Only the lines from the one with "Mark the region" through the last belong in the output; print them exactly as given below.

● **Saved data entries**
"""
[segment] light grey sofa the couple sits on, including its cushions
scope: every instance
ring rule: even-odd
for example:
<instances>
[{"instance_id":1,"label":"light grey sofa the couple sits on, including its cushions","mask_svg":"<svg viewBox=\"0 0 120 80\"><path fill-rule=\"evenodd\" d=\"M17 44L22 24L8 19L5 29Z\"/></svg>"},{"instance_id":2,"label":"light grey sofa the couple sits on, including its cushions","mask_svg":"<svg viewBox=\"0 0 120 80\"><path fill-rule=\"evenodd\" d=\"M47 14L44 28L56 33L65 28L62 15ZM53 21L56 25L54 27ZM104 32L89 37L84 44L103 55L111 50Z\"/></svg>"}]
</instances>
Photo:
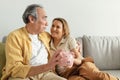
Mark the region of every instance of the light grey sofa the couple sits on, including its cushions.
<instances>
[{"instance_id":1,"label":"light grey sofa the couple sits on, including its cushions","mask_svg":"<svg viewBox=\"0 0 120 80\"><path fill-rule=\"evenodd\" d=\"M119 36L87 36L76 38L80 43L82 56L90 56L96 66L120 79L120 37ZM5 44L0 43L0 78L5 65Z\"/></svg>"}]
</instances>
"""
● **Answer to this exercise**
Mark the region of every instance of the light grey sofa the couple sits on, including its cushions.
<instances>
[{"instance_id":1,"label":"light grey sofa the couple sits on, including its cushions","mask_svg":"<svg viewBox=\"0 0 120 80\"><path fill-rule=\"evenodd\" d=\"M119 36L87 36L76 38L80 43L82 56L90 56L96 66L120 79L120 37ZM5 44L0 43L0 78L5 65Z\"/></svg>"}]
</instances>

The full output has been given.